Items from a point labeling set

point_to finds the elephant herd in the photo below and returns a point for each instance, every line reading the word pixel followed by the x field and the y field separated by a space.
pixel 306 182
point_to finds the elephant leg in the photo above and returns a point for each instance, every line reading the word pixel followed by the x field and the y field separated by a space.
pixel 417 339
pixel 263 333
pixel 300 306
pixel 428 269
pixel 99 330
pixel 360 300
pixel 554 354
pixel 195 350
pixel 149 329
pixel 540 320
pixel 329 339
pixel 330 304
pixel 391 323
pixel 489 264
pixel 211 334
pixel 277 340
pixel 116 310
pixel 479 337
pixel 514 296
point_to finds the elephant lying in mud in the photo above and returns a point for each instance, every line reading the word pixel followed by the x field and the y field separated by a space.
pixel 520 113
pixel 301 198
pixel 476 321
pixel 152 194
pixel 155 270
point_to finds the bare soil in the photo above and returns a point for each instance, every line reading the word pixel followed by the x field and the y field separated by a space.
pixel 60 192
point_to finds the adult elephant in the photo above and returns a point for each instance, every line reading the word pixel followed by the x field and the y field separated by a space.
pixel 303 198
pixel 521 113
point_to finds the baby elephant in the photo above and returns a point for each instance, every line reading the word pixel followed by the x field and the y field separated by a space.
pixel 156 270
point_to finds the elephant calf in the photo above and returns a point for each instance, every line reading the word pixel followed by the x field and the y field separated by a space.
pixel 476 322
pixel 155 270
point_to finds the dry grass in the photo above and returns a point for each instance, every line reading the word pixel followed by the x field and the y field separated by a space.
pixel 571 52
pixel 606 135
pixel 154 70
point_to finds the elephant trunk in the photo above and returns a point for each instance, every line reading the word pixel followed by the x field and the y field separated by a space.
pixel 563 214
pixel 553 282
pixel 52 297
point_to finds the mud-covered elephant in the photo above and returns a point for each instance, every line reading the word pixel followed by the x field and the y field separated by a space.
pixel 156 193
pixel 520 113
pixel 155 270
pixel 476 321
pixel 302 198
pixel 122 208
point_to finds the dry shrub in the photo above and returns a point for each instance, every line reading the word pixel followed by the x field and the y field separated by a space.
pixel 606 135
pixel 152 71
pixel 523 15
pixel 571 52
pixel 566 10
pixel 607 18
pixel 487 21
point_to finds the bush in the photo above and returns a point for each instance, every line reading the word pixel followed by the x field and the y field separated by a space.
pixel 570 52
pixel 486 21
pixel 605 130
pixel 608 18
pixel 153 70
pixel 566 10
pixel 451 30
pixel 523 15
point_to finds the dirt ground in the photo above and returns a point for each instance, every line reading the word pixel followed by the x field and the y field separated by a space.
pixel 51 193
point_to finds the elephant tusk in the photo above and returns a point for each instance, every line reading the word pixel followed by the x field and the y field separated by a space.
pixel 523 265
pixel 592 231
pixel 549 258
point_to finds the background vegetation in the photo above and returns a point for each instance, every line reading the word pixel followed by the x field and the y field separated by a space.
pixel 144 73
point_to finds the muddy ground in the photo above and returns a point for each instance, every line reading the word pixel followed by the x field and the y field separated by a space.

* _The problem_
Write out, word for word, everything above from the line containing "point_to finds the elephant tusk" down to the end of the items, including that first line and the last line.

* _Worked answer_
point_to finds the elephant tusk in the photo above and returns a point for each instance, every line reading the word pixel followed by the x field and the y field separated by a space.
pixel 523 265
pixel 592 231
pixel 549 258
point_to finds the background vegetation in the photo above and returns a point for each instance, every line reading the word pixel followed by the x field and the y field separated by a space.
pixel 144 73
point_to finds the muddy ground in the photo above and returns a point for each instance, every line reading the word pixel followed by the x field and the y field separated by a space.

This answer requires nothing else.